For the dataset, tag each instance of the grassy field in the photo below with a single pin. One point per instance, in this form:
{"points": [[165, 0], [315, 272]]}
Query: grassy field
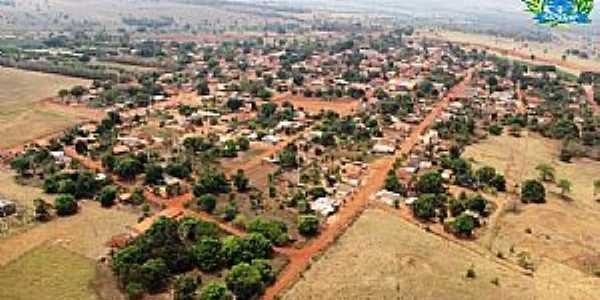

* * *

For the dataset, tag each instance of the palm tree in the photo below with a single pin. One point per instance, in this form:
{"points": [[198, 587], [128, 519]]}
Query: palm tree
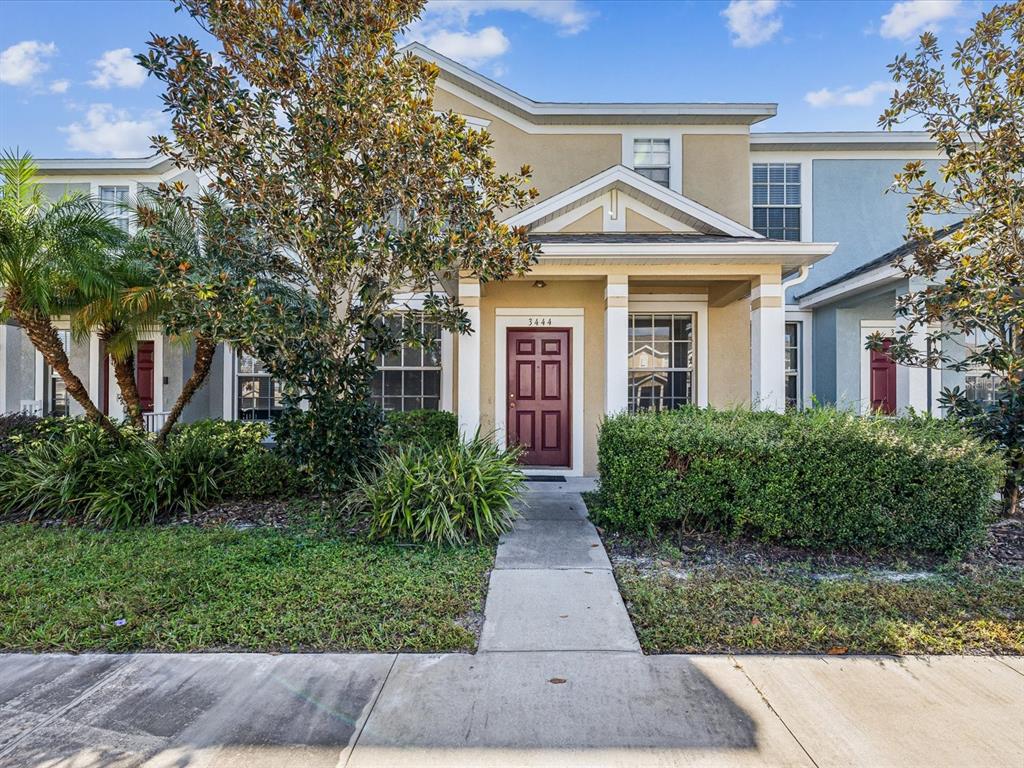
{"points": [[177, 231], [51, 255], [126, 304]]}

• _Exercise details_: In the entries above, the lines from the one bearing "For the dataset, tag each instance of the grassy" up to and including the one bearing "Query: grassy field" should be transcribed exactly; no other line is wanted.

• _Written answer_:
For the dataset, tag each instance of the grassy field in the photo below with a single pin. One point per instance, in this form:
{"points": [[165, 0], [315, 272]]}
Query: grassy field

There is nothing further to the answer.